▶ [Directions for this task]
Below this line are records; transcribe exactly the lines between the one holding "Query: large window" and the one holding "column 20, row 390", inclusive, and omit the pictures.

BEGIN Material supplied

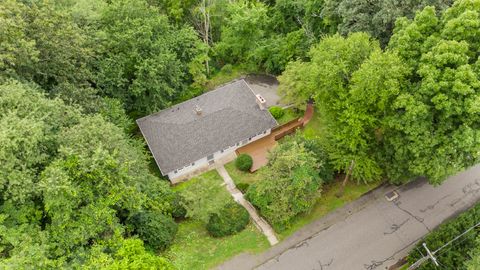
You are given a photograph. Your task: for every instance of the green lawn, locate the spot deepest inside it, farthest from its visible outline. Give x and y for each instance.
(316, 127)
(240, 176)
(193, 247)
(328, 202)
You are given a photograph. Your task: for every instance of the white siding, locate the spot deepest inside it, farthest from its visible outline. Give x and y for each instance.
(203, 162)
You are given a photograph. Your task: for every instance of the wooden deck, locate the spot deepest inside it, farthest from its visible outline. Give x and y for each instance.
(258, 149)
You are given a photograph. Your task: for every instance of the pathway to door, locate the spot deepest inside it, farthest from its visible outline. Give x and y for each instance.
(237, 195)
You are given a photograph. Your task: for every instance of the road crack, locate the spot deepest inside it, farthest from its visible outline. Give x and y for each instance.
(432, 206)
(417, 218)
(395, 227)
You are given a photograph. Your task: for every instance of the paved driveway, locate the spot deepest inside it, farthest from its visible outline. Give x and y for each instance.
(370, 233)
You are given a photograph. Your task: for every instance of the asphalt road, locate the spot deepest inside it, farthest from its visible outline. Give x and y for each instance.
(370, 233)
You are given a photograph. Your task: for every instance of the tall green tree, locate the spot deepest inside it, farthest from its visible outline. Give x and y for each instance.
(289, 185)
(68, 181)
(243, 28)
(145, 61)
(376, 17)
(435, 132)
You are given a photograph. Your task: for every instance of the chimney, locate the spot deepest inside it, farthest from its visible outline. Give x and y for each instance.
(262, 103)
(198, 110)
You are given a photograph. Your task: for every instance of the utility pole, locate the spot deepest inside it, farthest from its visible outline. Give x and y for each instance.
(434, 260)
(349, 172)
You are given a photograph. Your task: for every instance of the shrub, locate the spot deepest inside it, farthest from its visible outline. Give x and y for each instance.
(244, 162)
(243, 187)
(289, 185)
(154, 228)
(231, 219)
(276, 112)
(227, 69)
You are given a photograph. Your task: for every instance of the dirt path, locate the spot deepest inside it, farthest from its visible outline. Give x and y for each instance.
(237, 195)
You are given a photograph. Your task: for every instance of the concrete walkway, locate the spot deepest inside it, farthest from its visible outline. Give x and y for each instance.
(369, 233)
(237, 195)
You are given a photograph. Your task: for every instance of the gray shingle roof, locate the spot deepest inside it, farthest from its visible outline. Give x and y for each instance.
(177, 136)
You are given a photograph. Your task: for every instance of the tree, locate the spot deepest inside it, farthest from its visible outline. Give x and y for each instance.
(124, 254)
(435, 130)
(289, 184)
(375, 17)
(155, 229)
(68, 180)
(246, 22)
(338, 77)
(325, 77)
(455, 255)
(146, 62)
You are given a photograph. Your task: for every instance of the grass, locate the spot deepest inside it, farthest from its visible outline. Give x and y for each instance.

END Material supplied
BEGIN Material supplied

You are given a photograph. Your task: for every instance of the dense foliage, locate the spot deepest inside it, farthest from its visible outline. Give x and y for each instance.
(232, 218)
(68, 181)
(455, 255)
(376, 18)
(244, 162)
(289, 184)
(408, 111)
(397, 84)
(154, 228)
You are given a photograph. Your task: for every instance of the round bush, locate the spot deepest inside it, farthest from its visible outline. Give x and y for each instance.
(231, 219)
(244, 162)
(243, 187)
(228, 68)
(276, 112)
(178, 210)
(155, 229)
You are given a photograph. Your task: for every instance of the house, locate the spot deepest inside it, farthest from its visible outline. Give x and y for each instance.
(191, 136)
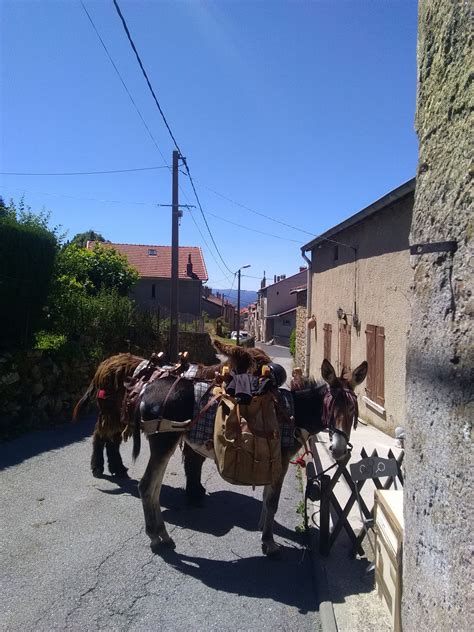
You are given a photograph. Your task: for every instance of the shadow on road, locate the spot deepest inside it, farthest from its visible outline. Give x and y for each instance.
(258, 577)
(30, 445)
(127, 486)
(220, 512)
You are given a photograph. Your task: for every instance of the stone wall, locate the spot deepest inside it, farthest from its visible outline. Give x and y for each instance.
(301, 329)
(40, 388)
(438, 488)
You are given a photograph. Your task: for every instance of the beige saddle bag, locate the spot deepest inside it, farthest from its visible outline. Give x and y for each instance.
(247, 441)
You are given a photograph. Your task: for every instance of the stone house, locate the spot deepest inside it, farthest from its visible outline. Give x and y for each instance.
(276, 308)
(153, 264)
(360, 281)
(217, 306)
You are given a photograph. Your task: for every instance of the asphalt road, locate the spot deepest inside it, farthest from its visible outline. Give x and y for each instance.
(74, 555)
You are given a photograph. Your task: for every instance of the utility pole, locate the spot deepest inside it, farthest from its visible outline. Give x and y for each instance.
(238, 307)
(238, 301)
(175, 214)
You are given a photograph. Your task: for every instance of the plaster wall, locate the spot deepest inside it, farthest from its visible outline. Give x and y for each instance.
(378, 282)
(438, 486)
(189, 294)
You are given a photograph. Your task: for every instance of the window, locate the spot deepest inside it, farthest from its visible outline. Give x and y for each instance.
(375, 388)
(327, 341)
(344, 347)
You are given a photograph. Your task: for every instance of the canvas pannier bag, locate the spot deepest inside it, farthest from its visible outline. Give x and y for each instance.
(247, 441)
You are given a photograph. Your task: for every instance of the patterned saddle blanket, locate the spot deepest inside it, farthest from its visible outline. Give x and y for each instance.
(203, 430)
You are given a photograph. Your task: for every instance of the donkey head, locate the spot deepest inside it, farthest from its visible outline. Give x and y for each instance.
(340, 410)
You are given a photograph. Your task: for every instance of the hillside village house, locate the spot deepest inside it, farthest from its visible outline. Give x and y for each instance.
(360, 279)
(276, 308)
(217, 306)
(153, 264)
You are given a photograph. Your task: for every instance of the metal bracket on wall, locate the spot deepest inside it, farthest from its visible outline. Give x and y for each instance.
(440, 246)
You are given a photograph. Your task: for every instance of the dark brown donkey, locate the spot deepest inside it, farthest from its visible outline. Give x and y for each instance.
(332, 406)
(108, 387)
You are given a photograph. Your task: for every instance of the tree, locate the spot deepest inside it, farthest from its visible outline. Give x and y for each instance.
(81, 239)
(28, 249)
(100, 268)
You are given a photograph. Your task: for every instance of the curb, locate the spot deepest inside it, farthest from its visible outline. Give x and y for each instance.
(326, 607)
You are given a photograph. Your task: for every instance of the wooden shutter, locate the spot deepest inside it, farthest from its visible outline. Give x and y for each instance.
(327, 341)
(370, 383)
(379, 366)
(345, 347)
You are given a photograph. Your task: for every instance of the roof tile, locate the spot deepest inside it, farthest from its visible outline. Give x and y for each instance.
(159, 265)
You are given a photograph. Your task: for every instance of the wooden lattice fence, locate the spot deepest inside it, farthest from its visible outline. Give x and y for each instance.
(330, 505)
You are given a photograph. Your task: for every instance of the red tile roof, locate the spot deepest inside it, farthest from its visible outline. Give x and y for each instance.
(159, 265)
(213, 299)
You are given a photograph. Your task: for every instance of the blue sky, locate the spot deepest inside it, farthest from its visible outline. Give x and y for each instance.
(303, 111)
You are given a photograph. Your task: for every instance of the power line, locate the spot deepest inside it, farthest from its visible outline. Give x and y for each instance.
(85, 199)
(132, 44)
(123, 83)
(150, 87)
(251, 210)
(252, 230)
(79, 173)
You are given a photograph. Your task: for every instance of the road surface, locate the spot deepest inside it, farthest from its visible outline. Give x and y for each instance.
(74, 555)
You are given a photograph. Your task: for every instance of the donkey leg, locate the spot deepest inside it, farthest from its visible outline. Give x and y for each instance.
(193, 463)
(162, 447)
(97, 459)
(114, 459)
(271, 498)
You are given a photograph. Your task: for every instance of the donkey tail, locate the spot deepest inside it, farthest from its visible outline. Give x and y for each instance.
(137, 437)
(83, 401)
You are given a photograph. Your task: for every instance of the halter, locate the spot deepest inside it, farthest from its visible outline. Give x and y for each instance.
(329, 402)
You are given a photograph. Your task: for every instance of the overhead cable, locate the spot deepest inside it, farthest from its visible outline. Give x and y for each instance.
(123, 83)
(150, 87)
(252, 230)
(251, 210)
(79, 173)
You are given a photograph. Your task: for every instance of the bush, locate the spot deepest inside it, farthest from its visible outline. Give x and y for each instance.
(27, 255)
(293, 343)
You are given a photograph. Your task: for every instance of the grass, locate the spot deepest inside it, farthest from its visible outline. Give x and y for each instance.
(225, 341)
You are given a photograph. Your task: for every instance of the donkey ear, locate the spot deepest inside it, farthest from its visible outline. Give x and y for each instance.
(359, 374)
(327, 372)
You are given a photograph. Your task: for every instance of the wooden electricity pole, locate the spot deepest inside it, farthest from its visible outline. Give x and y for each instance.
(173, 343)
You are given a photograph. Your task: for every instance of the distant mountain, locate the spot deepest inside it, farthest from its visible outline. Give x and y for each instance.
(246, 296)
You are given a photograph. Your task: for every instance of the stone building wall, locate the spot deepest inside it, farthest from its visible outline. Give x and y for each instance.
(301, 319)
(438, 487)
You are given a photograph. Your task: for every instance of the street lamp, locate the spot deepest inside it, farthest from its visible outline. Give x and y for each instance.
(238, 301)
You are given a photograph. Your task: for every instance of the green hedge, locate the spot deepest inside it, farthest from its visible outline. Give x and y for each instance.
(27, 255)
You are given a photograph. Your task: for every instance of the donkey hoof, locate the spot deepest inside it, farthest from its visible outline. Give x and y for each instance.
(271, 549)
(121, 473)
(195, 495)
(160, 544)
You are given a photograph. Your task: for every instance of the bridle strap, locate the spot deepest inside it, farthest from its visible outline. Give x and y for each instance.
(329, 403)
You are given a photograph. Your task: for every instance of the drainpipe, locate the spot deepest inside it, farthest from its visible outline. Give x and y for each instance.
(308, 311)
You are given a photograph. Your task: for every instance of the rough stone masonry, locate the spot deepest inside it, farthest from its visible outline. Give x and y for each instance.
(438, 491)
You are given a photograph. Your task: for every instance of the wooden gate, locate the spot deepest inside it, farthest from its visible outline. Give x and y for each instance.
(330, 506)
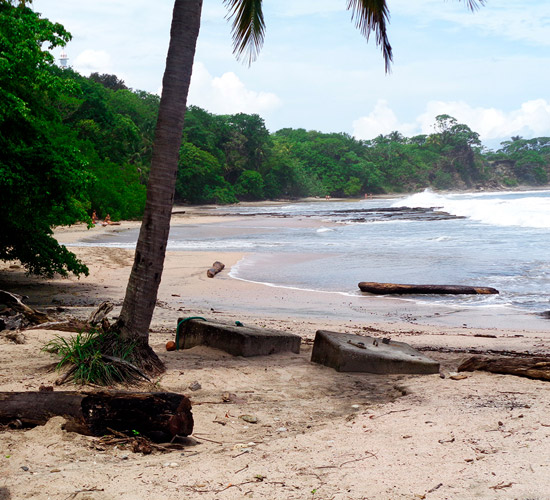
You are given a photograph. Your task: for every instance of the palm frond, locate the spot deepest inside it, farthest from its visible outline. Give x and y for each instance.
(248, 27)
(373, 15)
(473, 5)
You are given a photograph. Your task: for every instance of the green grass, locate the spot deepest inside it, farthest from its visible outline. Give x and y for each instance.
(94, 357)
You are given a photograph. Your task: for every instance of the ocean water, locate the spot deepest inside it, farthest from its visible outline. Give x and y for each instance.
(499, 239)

END Material supplied
BEGIN Material supplied

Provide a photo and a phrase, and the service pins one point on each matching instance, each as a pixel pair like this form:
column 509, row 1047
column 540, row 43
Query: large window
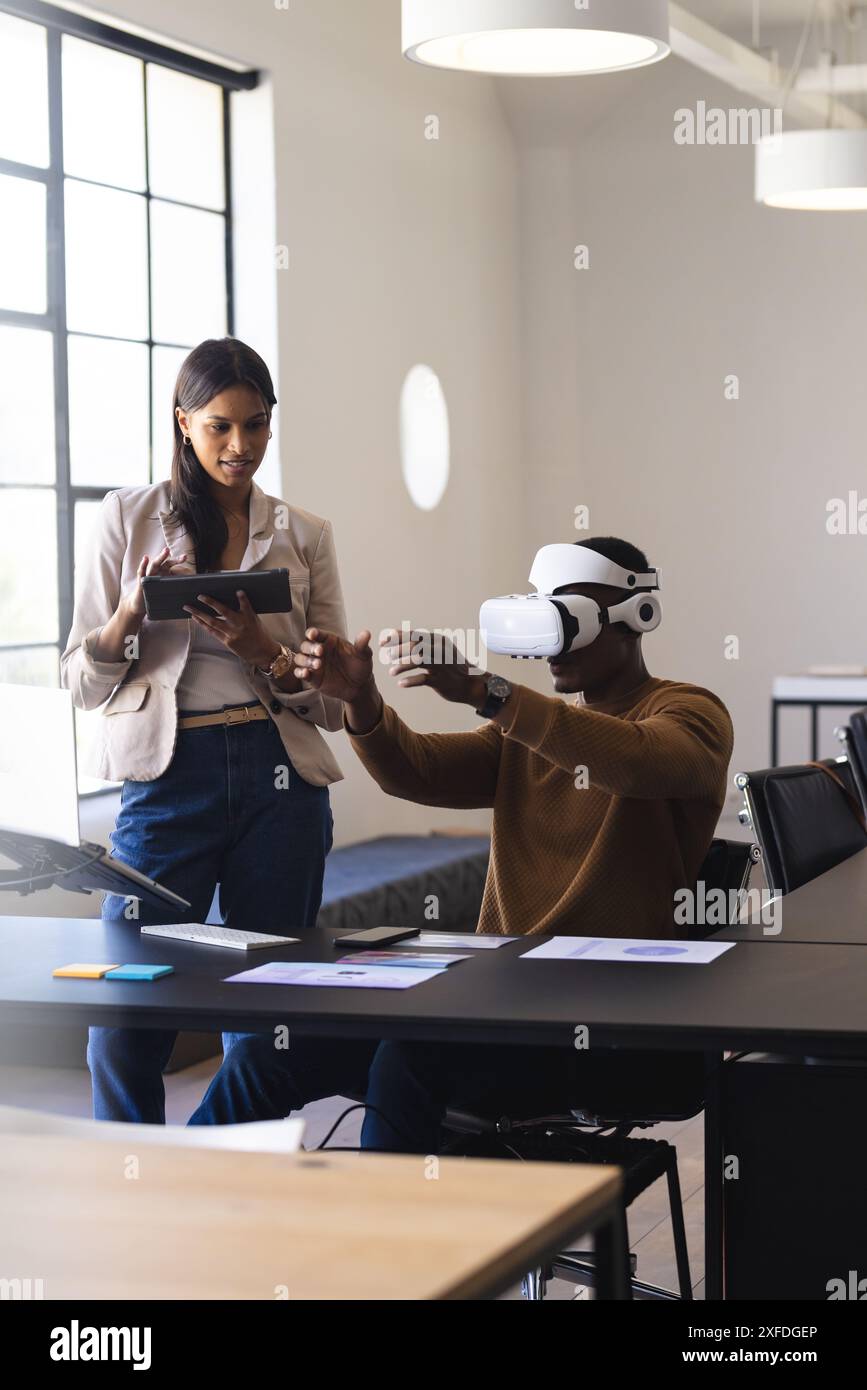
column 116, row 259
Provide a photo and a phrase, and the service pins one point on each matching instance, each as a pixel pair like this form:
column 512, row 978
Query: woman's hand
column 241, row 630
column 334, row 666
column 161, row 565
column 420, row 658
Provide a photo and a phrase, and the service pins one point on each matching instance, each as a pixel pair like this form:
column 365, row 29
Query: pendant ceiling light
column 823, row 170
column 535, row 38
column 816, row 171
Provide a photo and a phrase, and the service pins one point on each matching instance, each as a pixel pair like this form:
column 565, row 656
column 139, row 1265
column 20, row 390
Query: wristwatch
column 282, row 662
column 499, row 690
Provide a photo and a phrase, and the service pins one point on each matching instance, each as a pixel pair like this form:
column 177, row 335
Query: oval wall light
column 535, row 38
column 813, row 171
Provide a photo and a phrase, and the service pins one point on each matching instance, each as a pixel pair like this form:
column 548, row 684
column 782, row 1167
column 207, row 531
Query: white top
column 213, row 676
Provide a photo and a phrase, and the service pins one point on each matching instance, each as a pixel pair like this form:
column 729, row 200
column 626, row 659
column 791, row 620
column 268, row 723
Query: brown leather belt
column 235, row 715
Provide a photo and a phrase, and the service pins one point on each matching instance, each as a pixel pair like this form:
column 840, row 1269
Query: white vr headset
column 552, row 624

END Material supplied

▶ [Task output]
Query: large window
column 116, row 259
Provide a photo and a phrase, and the service pins one point on each matching instance, each as a pixel pair like this form:
column 512, row 978
Query: woman's hand
column 241, row 630
column 334, row 666
column 161, row 565
column 420, row 658
Provide a photo and a phrase, and the service pins one point on each matching instance, each as a pixel pair like this form:
column 365, row 29
Query: pendant ceiling light
column 823, row 170
column 535, row 38
column 816, row 171
Provide a photo and a phrase, and the service pins one point on each matching instance, each as a pixel pair like this form:
column 565, row 656
column 139, row 1265
column 20, row 390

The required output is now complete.